Identify every line in the records that contains the string "support" and copy each of those lines.

▶ _Data lines_
....................

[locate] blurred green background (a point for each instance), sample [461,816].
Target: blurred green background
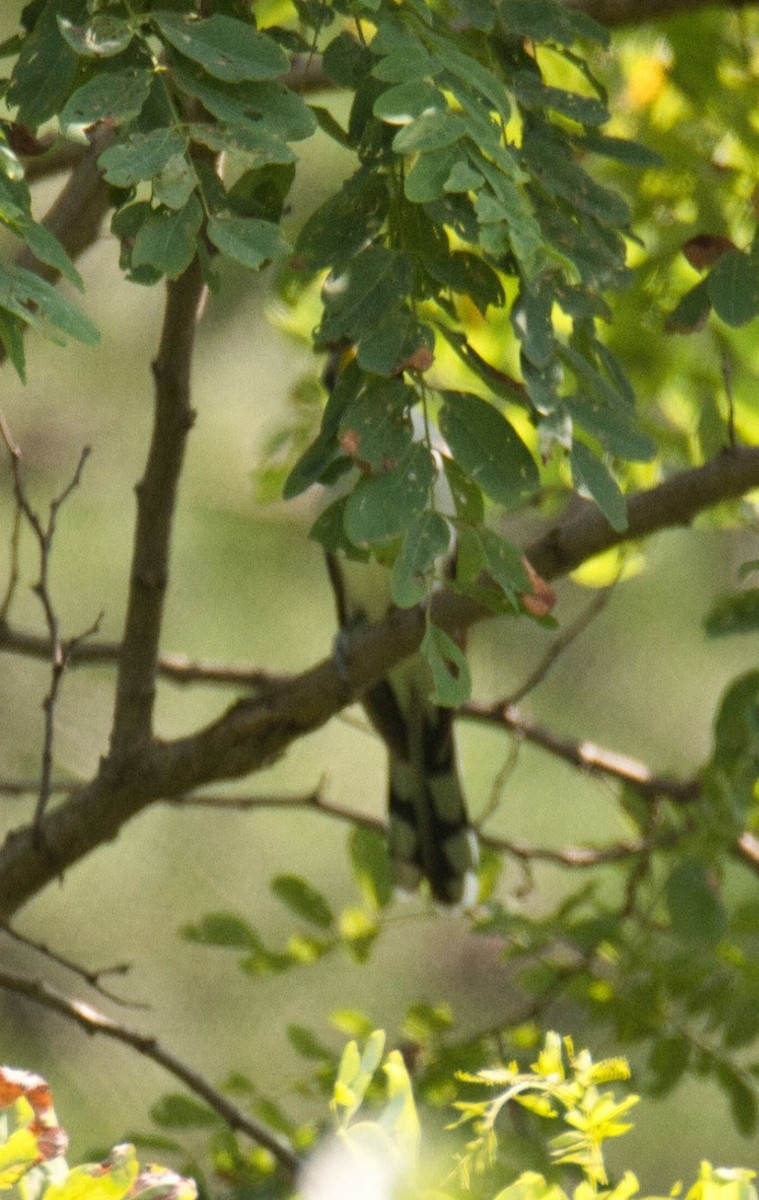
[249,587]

....................

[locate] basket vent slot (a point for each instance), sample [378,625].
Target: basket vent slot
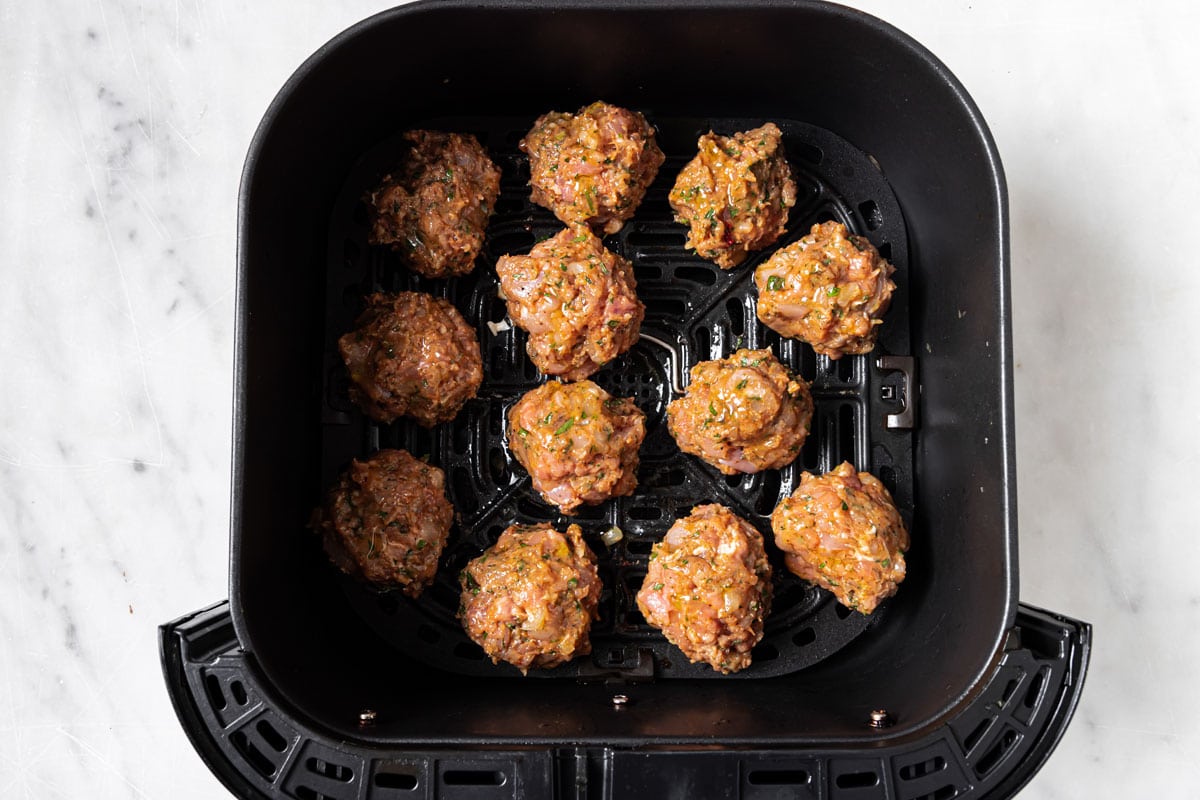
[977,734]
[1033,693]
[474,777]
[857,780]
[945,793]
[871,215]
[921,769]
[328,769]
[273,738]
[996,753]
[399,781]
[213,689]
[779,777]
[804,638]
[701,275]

....................

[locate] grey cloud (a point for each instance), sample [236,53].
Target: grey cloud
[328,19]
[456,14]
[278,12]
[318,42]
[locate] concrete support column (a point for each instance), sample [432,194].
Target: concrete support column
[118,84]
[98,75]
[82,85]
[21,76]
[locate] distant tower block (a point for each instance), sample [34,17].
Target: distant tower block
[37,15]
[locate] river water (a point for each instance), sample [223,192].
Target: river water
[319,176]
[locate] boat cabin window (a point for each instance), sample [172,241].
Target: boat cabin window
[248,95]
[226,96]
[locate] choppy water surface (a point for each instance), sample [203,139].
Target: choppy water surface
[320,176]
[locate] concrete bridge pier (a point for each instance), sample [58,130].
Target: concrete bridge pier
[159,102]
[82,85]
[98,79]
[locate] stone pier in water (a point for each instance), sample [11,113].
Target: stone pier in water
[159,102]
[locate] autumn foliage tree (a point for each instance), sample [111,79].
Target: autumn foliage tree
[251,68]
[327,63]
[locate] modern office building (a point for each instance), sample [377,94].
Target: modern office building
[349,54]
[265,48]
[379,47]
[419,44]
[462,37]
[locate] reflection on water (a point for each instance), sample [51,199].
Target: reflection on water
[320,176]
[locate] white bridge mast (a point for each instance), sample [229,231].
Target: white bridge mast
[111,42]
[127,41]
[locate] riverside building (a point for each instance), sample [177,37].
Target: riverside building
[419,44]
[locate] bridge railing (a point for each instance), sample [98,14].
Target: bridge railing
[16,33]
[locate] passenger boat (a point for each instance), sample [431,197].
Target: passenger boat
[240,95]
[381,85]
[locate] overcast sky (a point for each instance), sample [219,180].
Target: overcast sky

....................

▶ _Output for this exercise_
[locate] concrete support column (a point for each instance), sample [432,194].
Target: concrete support column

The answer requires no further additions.